■ WORK TO COMPLETE
Set down the records exactly as they appear, from the line containing "Mark the group" down to the end of the records, and leave the pictures out.

[Start]

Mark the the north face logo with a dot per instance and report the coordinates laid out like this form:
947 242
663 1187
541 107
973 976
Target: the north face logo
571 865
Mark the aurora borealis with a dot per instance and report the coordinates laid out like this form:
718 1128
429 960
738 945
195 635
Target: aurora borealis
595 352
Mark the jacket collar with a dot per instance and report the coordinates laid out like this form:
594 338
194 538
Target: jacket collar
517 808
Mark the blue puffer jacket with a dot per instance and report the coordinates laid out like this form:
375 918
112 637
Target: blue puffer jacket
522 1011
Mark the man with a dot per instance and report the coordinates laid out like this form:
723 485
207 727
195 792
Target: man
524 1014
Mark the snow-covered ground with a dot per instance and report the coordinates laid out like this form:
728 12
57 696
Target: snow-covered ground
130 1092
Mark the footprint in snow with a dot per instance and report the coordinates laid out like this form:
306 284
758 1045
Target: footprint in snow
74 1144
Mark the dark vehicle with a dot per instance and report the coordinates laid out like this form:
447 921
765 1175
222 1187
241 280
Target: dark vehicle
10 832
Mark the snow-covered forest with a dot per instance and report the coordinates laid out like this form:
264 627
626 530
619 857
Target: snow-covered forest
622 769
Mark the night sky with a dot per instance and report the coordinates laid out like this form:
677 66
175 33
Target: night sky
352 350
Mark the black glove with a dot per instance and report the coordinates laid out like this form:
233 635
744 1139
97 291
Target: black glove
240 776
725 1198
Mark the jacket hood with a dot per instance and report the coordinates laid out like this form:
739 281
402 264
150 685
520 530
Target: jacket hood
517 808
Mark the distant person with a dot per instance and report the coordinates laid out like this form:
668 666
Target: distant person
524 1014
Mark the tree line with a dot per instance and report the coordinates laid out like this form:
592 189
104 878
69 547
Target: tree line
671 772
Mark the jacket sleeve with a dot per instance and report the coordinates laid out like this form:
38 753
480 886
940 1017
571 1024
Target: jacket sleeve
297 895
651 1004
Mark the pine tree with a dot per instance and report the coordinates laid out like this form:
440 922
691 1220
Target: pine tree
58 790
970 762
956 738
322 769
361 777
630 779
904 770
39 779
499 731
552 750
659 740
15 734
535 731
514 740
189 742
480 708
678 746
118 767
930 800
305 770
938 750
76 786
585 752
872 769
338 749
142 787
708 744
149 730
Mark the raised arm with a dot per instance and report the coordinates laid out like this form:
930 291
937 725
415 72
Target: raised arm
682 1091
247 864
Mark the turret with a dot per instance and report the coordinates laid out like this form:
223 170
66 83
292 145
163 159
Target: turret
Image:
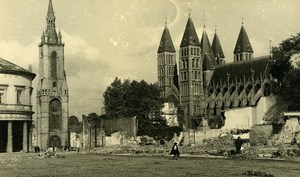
243 49
190 71
217 49
207 49
166 60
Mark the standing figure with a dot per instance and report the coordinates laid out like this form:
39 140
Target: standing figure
238 144
175 151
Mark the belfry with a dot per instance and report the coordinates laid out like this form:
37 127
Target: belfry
52 92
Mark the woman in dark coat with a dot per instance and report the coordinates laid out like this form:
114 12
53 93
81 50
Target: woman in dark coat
238 144
175 151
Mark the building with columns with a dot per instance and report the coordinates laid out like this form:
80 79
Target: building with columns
15 107
52 91
209 87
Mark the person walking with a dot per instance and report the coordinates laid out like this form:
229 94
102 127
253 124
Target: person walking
175 151
238 144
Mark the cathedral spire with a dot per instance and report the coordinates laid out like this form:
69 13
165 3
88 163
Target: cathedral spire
190 36
243 43
206 63
217 49
50 29
206 49
243 49
166 43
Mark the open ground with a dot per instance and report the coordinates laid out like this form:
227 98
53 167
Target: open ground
89 165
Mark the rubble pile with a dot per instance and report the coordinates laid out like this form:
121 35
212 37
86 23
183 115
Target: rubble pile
257 173
221 145
47 155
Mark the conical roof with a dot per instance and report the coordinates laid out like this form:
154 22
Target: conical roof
217 48
243 43
206 49
206 63
166 43
190 36
50 29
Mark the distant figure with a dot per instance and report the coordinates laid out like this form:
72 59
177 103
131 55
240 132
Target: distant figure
36 149
175 151
238 144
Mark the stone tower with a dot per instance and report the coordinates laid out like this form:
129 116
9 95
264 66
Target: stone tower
52 91
190 72
166 61
243 49
217 49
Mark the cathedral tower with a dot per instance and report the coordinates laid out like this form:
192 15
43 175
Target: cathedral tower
243 49
52 91
166 61
190 71
217 49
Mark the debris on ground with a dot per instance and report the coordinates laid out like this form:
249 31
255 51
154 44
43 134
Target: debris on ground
257 173
47 155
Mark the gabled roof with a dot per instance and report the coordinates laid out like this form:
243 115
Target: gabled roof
166 43
206 49
243 44
7 67
237 71
190 36
216 47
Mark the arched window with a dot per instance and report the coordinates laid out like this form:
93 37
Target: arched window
55 114
53 66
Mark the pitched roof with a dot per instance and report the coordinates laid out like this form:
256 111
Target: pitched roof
216 47
7 67
206 49
243 44
166 43
240 70
190 36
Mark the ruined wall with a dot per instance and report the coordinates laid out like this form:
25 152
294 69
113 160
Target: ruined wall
241 118
245 118
263 105
128 125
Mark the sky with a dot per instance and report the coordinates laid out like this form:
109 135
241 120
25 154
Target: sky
105 39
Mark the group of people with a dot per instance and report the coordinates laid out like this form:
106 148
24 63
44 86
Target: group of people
238 145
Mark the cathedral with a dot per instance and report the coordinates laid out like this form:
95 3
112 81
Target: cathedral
52 92
206 86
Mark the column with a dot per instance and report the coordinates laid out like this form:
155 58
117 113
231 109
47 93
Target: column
25 137
9 137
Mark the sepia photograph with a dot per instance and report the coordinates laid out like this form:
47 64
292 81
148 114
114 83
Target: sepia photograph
142 88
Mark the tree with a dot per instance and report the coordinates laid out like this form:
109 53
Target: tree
288 76
114 98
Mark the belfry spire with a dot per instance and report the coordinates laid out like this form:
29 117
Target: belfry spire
50 29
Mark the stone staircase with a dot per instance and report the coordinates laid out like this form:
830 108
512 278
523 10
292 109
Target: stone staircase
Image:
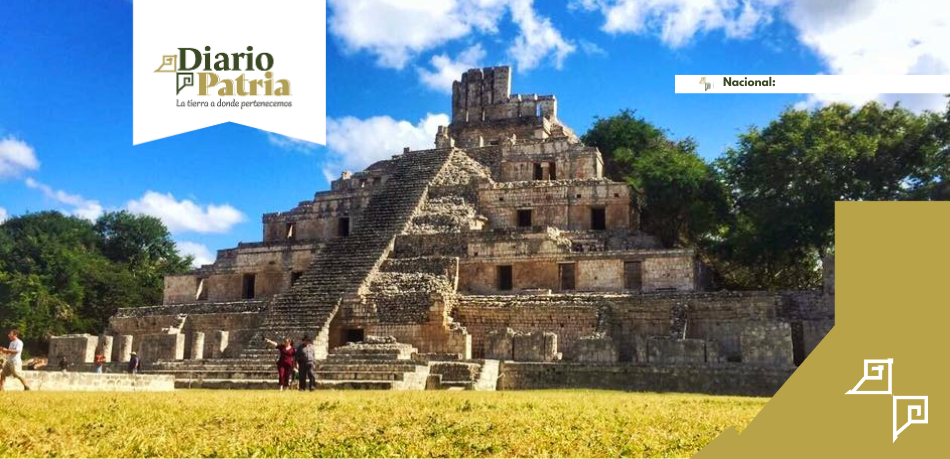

[End]

■ ANSWER TO THE PROBLEM
Mark the group of people with a dot per instance and report the coordinates laid out like this form:
106 148
24 63
44 86
Target: group of people
238 145
Mark the cathedral with a dot per instance and report the coordinates laid out like this form:
95 3
112 81
Target: cathedral
52 92
206 86
Mark the column with a dot per instance and report the coordinates laid out like this form:
155 58
117 113
231 109
47 93
Target: column
25 137
9 137
Mark the sepia photograph with a dot per instance and report the coordinates laid out like this form:
47 64
292 81
148 114
114 83
Target: sepia photograph
142 88
Mark the tree with a dot per instance and report the coordinates laid out like this form:
109 53
Target: tree
288 76
114 98
Mark the belfry spire with a dot per instance and report the coordinates laid out like this form:
29 117
Target: belfry spire
50 29
Mark the stone staircase with a dot per instance and report the coordinates laid out like this form:
830 108
512 278
523 10
292 109
Target: stone staircase
Image:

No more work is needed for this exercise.